::: Listed records :::

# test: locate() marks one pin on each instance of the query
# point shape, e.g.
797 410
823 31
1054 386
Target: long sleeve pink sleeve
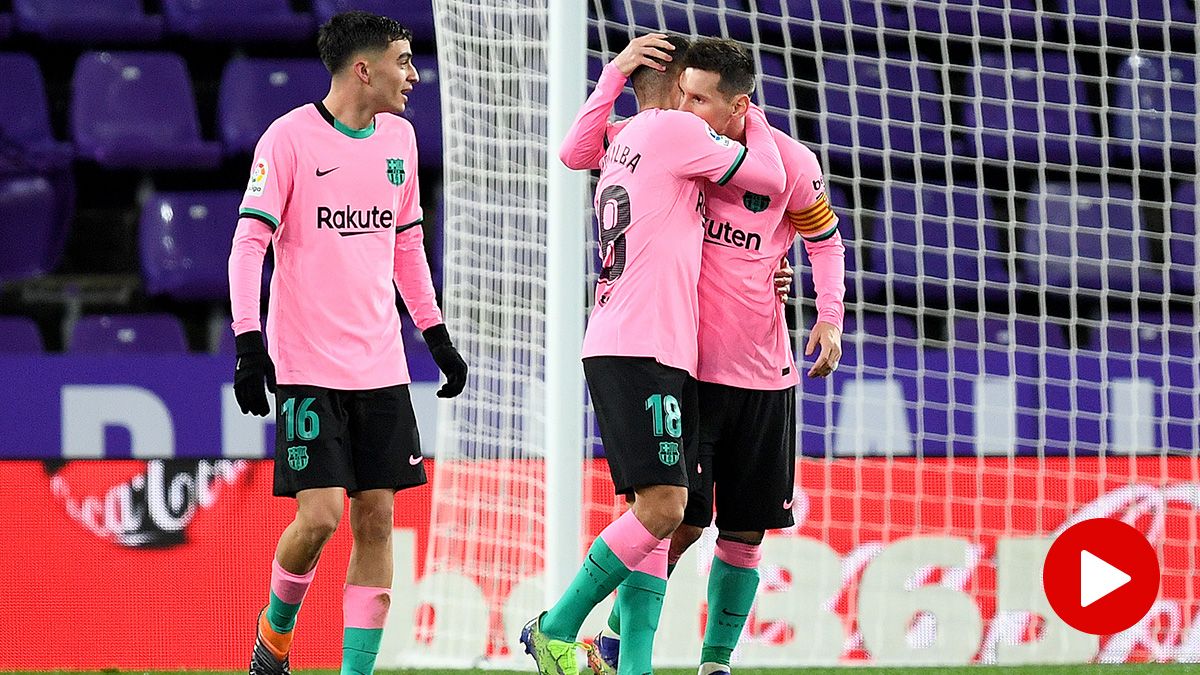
828 261
585 143
413 278
250 242
762 167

:::

**What the exercise asks:**
Give back an exact reproduction of the entries, with all pictures excluded.

**Answer to the problem:**
# test: locate() marks one pin on each instance of the query
# point shape, e.g.
797 410
823 31
1054 386
Target: long sleeve pink sleeve
828 261
585 143
413 278
250 242
762 167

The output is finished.